Given problem 1: Identify every line in the rows below that contains the string "hand", and copy each of those lines. Matches must have the same capitalization.

Given passage:
====================
# Brink’s world tour Y1.7k



## Brink (Aug 31, 2019)

Not far from me, there’s a mid 18c restoration home that happened to be owned by a relative .

http://eastfishkillhistoricalsociety.org/

The end of September, I’ve been invited for the fourth time to do a handtool woodworking display.
Last three times were cancelled due to flu and weather.
Hopefully this time it will work out.

For the demo, I decided to make a mobile, knockdown joiners bench. All by hand.

Reactions: Like 1 | Way Cool 1


----------



## Brink (Aug 31, 2019)

First thing, find a big slab of red oak for the bench top.
Then trim the ends square

Reactions: Like 2 | Way Cool 2


----------



## Brink (Aug 31, 2019)

Now, to take care of the edge, I decided to use my newly restored and rehandled hewing ax

Reactions: Like 2 | Creative 1


----------



## Brink (Aug 31, 2019)
====================
Input rows:
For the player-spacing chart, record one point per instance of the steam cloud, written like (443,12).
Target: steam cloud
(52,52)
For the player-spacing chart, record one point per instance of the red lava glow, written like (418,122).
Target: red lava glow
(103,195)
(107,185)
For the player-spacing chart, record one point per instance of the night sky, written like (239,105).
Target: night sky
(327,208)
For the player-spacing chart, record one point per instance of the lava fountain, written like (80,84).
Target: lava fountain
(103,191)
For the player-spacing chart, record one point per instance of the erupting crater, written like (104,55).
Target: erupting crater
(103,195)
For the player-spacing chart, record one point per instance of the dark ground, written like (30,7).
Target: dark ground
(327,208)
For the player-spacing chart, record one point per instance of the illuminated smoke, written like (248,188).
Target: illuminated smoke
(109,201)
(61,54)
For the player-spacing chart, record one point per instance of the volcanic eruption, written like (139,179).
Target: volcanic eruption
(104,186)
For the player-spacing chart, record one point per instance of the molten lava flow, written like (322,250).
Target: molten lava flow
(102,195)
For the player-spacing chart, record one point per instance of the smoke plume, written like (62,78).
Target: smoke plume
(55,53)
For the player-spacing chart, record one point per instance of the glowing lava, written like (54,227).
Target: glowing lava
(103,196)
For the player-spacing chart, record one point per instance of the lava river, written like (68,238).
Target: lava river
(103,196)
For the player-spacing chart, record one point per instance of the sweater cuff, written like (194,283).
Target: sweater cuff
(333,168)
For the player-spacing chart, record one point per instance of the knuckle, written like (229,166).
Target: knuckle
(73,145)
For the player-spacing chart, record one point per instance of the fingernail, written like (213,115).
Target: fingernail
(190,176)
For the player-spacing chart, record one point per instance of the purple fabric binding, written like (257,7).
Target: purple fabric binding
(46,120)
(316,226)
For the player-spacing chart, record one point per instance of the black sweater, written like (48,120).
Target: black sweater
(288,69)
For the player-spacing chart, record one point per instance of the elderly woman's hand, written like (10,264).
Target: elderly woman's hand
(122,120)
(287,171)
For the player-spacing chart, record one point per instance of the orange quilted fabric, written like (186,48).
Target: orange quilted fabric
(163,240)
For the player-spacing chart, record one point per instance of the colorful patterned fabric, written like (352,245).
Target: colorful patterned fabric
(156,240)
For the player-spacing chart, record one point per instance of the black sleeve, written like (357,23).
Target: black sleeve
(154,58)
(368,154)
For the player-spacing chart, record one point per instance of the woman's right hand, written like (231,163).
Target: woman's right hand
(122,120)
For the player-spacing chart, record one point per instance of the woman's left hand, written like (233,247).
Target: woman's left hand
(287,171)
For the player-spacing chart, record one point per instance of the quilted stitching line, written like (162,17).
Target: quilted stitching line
====================
Given problem 2: Copy the woodworking thread from "Last three times" up to and including "All by hand.".

Expected answer 1:
For the player-spacing chart, record one point per instance of the elderly woman's hand, written like (10,264).
Target: elderly woman's hand
For the player-spacing chart, record one point per instance of the woman's right hand, written like (231,163).
Target: woman's right hand
For the player-spacing chart, record one point per instance of the woman's left hand, written like (233,247).
Target: woman's left hand

Expected answer 2:
Last three times were cancelled due to flu and weather.
Hopefully this time it will work out.

For the demo, I decided to make a mobile, knockdown joiners bench. All by hand.